[start]

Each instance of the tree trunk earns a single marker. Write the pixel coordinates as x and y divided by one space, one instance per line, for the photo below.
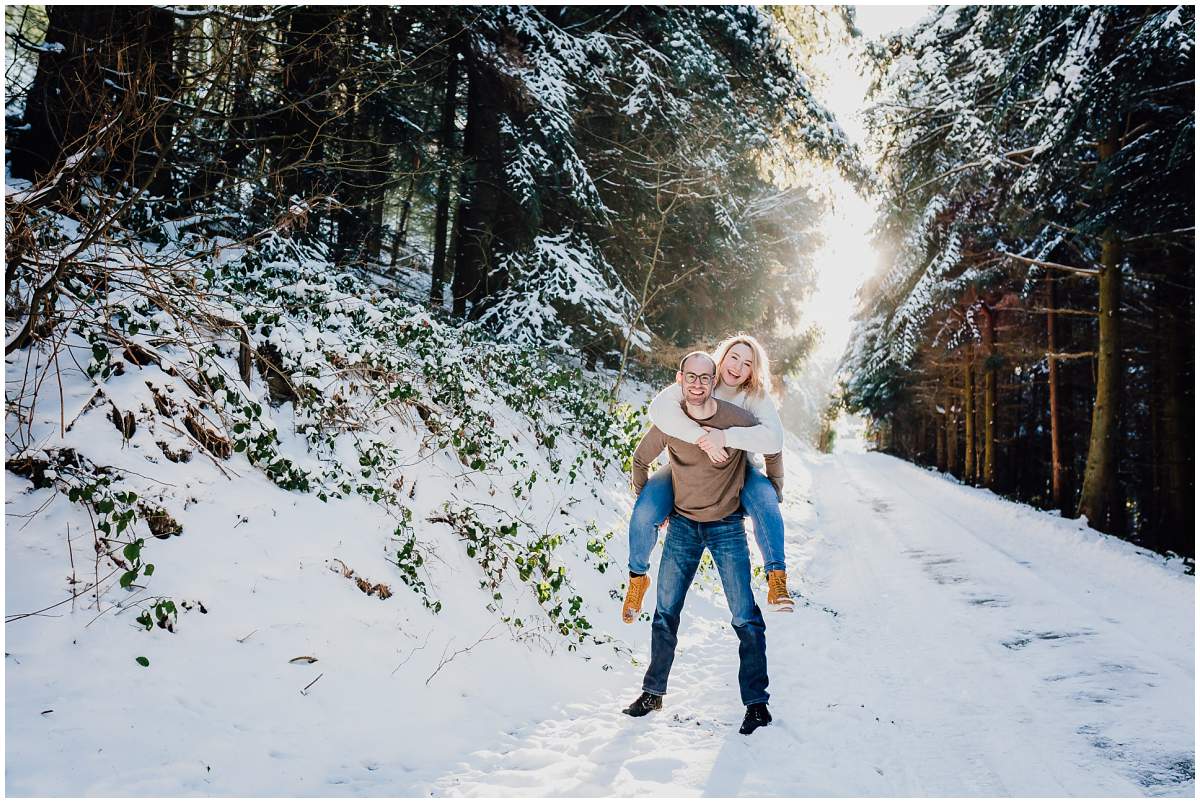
307 57
492 222
952 441
442 214
969 462
1053 378
989 396
114 64
940 443
1175 495
1099 473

[end]

**Short problem:** Lay out every line of the items above as a numbered list, omitting any blank lines and leaving out the pictures.

**Solution to this task:**
1. Each instance of the tree trunk earns a single marker. Write the pixel coordinates as x and y divided by one space, one instance per line, for the photo below.
2. 307 57
3. 492 222
4. 952 441
5. 442 214
6. 969 462
7. 1053 378
8. 989 396
9. 114 64
10. 940 443
11. 1175 495
12. 1099 473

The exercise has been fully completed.